What needs to be done:
Rewrite all of the records below, replacing every "stadium" with "arena" and leaving everything else unchanged. Leave the pictures out of your version.

Data shown:

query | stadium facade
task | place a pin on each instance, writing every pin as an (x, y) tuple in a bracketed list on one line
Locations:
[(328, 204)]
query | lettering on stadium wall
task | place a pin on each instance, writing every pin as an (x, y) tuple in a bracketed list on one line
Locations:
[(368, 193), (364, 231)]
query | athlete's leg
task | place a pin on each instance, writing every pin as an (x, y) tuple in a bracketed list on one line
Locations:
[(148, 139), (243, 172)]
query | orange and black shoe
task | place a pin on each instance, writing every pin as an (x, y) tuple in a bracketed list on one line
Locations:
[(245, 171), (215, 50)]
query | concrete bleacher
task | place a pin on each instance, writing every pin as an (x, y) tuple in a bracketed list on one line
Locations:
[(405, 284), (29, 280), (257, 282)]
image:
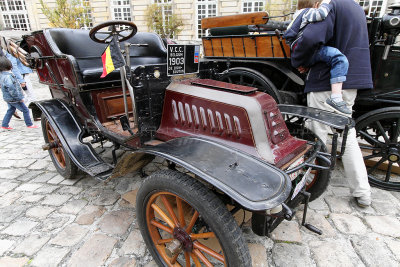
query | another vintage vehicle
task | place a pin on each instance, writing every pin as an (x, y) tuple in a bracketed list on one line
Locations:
[(231, 139), (248, 50)]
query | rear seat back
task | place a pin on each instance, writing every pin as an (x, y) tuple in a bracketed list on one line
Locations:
[(87, 53)]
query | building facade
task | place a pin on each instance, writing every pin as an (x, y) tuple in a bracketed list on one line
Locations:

Exercise response:
query | arena facade
task | place a pin on each instance, writing every pin as an (x, y) tuple in a bracketed list on one line
Locations:
[(328, 204)]
query | lettering on arena wall
task | place a pin on each instance, writing every pin as an (x, y) tuple in a bracketed list on one line
Locations:
[(368, 193), (364, 231)]
query | athlete's leg
task | place a pin on each instance, writing every pin as an (x, y) tuple in a bracketed list on one line
Locations:
[(148, 139), (243, 172)]
query | orange and black shoe
task | place a pin on each instance, writing every pin as an (x, y) tuple in a bracketed list on one line
Locations:
[(245, 171), (215, 50)]
query | concrete bleacher
task | place a pin on each instance, writing every pin as an (x, y) tuple in a bracketed list on one line
Locations:
[(405, 284), (29, 280), (257, 282)]
image:
query | another vintage vehicle
task | place a pin on each instance, writing every pin as an (x, y) tuple in a bracketed list on one line
Locations:
[(231, 139), (248, 50)]
query | rear seat back
task | place a pin on each instance, writing every pin as an (x, y) tuple in a bracketed list on one line
Locations:
[(87, 53)]
query | building facade
task | place a pin on each instance, writing every pin as an (x, y) tuple in a bracketed list on one line
Locations:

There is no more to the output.